◆ **STATED GOAL**
Copy all of the items below verbatim, line by line. Leave the pictures out of your copy.

◆ **INFORMATION SHOWN**
▼

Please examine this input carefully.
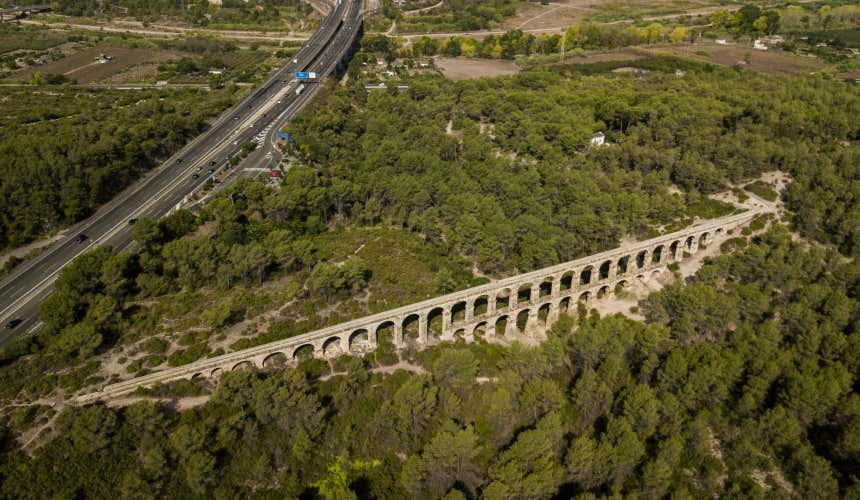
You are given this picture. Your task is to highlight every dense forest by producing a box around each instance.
[0,53,860,498]
[0,59,860,397]
[0,228,860,499]
[0,87,239,249]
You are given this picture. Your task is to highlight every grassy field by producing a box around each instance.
[0,23,69,54]
[9,45,182,83]
[649,44,828,74]
[435,57,519,80]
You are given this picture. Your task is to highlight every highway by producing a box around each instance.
[0,0,361,344]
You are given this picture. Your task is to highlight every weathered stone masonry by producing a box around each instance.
[78,210,762,403]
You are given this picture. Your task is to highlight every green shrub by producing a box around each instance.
[744,181,779,201]
[142,337,170,354]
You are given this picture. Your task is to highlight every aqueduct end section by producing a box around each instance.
[77,210,763,403]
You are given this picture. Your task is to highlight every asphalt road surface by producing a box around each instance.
[0,0,361,344]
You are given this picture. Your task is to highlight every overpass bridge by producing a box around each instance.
[0,4,51,23]
[77,209,766,403]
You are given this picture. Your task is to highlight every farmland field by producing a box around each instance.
[652,44,827,74]
[9,45,182,83]
[0,24,69,54]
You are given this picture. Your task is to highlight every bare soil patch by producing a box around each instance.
[435,57,520,80]
[650,43,827,74]
[10,45,181,83]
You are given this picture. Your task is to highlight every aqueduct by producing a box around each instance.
[78,210,762,403]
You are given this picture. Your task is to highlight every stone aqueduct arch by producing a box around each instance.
[79,210,761,402]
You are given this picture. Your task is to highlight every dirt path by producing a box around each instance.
[403,0,445,16]
[401,0,817,40]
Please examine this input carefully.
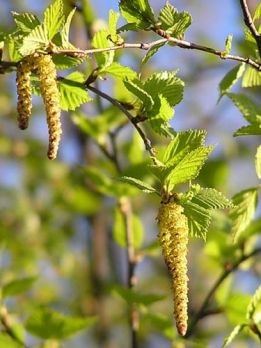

▲

◆ **THE RESPONSE**
Please examine this input carefully.
You are given this picture. Your task is to highlight every dense forest by producing a box around each instance.
[0,53,860,498]
[0,59,860,397]
[0,228,860,499]
[0,87,239,249]
You are given this picture. Your task is to highlight every grassy field by producing a box around each instance.
[0,23,69,54]
[9,45,182,83]
[649,44,828,74]
[435,57,519,80]
You are given this picture. Your task is to highlight every highway by producing a box around each instance.
[0,0,361,344]
You are given this picture. Your task is to highlight every weathered stone masonry by producing a box around each instance.
[78,210,762,403]
You are given this picture. Your task is to highlight every green shrub by producing a box around each instance.
[744,181,779,201]
[142,337,170,354]
You are given this picture. Your task is to highlight every aqueduct end section by producing a box around each instance.
[77,210,763,403]
You are given this picture. Your task is to highlight every asphalt road surface by producing a box around each instance.
[0,0,361,344]
You are given this picture. Your task is to highlight every overpass bridge by producing a box around each instance.
[0,4,51,23]
[77,209,766,403]
You are given this picture. Your task is to highlight every farmland field by producing a box around each instance.
[652,44,827,74]
[9,45,182,83]
[0,24,69,54]
You are given this picture. Your task is to highlight every bare soil patch by producing a box around each instance.
[435,57,520,80]
[650,43,827,74]
[10,45,181,83]
You are given this picture. Your task is to highlight every aqueduct by producing a box around each instance.
[78,210,762,403]
You are given this picture. Your task is to highlight every stone aqueduct arch by producing a box around each instance.
[79,210,761,402]
You are given this picture. Your task is to highlight every dirt path by producing a box around each instance.
[403,0,445,16]
[401,0,817,40]
Please examine this input carefully.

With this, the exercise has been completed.